## Document section
Re: [PATCH 3/9] writeback: bdi write bandwidth estimation

From: Jan Kara
Date: Thu Jun 30 2011 - 15:56:23 EST


Hello,

On Wed 29-06-11 22:52:48, Wu Fengguang wrote:
> The estimation value will start from 100MB/s and adapt to the real
> bandwidth in seconds.
>
> It tries to update the bandwidth only when disk is fully utilized.
> Any inactive period of more than one second will be skipped.
>
> The estimated bandwidth will be reflecting how fast the device can
> writeout when _fully utilized_, and won't drop to 0 when it goes idle.
> The value will remain constant at disk idle time. At busy write time, if
> not considering fluctuations, it will also remain high unless be knocked
> down by possible concurrent reads that compete for the disk time and
> bandwidth with async writes.
>
> The estimation is not done purely in the flusher because there is no
> guarantee for write_cache_pages() to return timely to update bandwidth.
>
> The bdi->avg_write_bandwidth smoothing is very effective for filtering
> out sudden spikes, however may be a little biased in long term.
>
> The overheads are low because the bdi bandwidth update only occurs at
> 200ms intervals.
>
> The 200ms update interval is suitable, becuase it's not possible to get
> the real bandwidth for the instance at all, due to large fluctuations.
>
> The NFS commits can be as large as seconds worth of data. One XFS
> completion may be as large as half second worth of data if we are going
> to increase the write chunk to half second worth of data. In ext4,
> fluctuations with time period of around 5 seconds is observed. And there
> is another pattern of irregular periods of up to 20 seconds on SSD tests.
>
> That's why we are not only doing the estimation at 200ms intervals, but
> also averaging them over a period of 3 seconds and then go further to do
> another level of smoothing in avg_write_bandwidth.

## Data segment

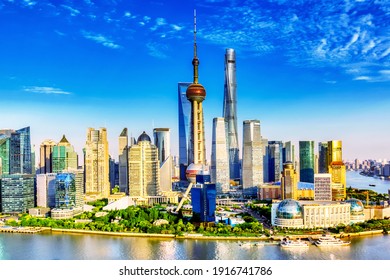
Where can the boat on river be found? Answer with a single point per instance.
(288, 243)
(328, 240)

## Work to do
• 1. In the writeback bandwidth estimation message, what value does the bandwidth estimate start from?
• 2. Please carry on the writeback bandwidth estimation message from the point where it stops.

## Answers
• 1. 100MB/s

• 2.
I was thinking about your formulas and also observing how it behaves when
writeback happens while the disk is loaded with other load as well (e.g.
grep -r of a large tree or cp from another partition).

I agree that some kind of averaging is needed. But how we average depends
on what do we need the number for. My thoughts were that there is not such
a thing as *the* write bandwidth since that depends on the background load
on the disk and also type of writes we do (sequential, random) as you noted
as well. What writeback needs to estimate in fact is "how fast can we write
this bulk of data?". Since we should ultimately size dirty limits and other
writeback tunables so that the bulk of data can be written in order of
seconds (but maybe much slower because of background load) I agree with
your first choice that we should measure written pages in a window of
several seconds - so your choice of 3 seconds is OK - but this number
should have a reasoning attached to it in a comment (something like my
elaborate above ;)

Now to your second level of smoothing - is it really useful? We already
average over several second window so that should really eliminate big
spikes comming from bumpy IO completion from storage (NFS might be a
separate question but we talked about that already). Your second level
of smoothing just spreads the window even further but if you find that
necessary, why not make the window larger in the first place? Also my
observations of avg-bandwidth and bandwidth when there's some background
read load (e.g. from grep) shows that in this case both bandwidth and
avg-bandwidth fluctuate +-10%. Finally, as I reasoned above, we are
interested in how much we can write in coming say 2 seconds so I don't see
a big point smoothing the value too much (I'd even say it's undesirable).
What do you think?

Some code related comments are below:

> --- linux-next.orig/fs/fs-writeback.c 2011-06-23 10:31:40.000000000 +0800
> +++ linux-next/fs/fs-writeback.c 2011-06-29 16:23:05.000000000 +0800
> @@ -693,6 +693,16 @@ static inline bool over_bground_thresh(v
> }
>
> /*
> + * Called under wb->list_lock. If there are multiple wb per bdi,
> + * only the flusher working on the first wb should do it.
> + */
> +static void wb_update_bandwidth(struct bdi_writeback *wb,
> + unsigned long start_time)
> +{
> + __bdi_update_bandwidth(wb->bdi, start_time);
> +}
> +
> +/*
> * Explicit flushing or periodic writeback of "old" data.
> *
> * Define "old": the first time one of an inode's pages is dirtied, we mark the
> @@ -710,6 +720,7 @@ static inline bool over_bground_thresh(v
> static long wb_writeback(struct bdi_writeback *wb,
> struct wb_writeback_work *work)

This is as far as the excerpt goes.